Exercise goal -> Reproduce everything from the start of the records down to the line that contains "POLYGON ((44 170, 58", with both ends included and the requests kept. Offset every coordinate in the answers by -117, and leave the pictures out.

# Start of Information given

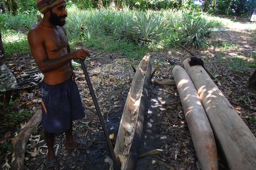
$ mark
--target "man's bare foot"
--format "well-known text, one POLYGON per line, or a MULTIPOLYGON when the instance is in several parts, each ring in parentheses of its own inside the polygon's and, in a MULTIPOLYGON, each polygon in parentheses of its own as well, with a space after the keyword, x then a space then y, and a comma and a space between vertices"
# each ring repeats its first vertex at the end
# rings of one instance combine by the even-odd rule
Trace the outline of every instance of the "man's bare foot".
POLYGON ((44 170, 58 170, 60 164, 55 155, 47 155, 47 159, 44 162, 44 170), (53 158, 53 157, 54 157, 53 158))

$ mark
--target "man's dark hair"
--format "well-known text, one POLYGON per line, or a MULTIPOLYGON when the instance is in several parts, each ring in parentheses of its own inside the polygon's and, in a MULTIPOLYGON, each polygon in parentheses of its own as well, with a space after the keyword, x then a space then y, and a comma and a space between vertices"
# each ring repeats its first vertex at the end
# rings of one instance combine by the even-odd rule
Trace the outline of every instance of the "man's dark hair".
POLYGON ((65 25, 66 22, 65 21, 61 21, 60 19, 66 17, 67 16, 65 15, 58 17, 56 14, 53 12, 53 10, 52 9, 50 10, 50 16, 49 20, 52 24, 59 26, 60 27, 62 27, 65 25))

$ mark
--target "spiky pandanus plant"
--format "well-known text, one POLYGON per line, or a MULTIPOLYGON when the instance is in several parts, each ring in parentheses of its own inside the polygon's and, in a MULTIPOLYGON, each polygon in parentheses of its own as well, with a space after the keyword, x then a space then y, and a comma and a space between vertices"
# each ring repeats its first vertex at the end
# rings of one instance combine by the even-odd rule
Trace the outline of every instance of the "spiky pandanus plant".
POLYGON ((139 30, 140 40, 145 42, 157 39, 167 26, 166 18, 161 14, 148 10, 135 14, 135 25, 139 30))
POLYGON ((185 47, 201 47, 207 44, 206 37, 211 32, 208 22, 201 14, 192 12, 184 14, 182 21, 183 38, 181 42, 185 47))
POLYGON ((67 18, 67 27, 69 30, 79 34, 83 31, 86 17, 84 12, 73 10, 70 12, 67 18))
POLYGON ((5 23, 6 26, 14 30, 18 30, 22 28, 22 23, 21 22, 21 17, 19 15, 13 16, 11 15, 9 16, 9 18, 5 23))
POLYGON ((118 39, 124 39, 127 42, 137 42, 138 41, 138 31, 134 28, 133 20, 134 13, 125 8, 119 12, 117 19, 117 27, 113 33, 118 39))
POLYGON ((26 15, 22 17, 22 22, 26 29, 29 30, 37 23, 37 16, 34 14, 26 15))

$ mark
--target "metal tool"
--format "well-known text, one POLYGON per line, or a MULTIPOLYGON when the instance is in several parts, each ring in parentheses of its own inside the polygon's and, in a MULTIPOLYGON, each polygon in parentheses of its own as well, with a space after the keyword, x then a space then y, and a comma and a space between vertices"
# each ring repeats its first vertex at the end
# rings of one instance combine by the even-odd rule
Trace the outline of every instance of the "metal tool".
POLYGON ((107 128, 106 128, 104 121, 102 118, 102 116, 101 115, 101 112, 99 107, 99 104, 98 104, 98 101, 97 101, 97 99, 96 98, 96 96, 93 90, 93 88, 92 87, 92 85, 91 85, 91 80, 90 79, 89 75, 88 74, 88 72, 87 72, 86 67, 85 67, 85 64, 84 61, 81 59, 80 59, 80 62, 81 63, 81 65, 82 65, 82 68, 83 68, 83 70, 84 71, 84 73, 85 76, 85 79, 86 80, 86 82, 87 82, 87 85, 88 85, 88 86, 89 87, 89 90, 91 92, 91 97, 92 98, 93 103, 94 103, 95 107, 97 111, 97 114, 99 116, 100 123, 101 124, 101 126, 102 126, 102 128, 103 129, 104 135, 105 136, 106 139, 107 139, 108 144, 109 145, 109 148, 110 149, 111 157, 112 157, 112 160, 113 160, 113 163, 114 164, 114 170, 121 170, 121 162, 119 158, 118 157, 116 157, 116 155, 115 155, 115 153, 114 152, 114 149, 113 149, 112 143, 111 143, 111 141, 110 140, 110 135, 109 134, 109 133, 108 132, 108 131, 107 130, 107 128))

# End of Information given

Correct answer ->
$ mark
--target "man's bare foot"
--format "well-known text, one POLYGON per line, or a MULTIPOLYGON when the instance is in several parts, each ring in parentheses of its own inside the polygon's and, in a MULTIPOLYGON, each polygon in parentheses of its own as well, with a space after the keyword, x then a space then y, and a comma and a space between vertices"
# each ring repeats its first vertex at the end
# rings of one instance combine by the even-odd rule
Trace the outline of every instance of the "man's bare foot".
POLYGON ((-73 53, -59 53, -57 47, -62 38, -70 38, -70 42, -73 45, -73 53), (-64 41, -64 40, -63 40, -64 41))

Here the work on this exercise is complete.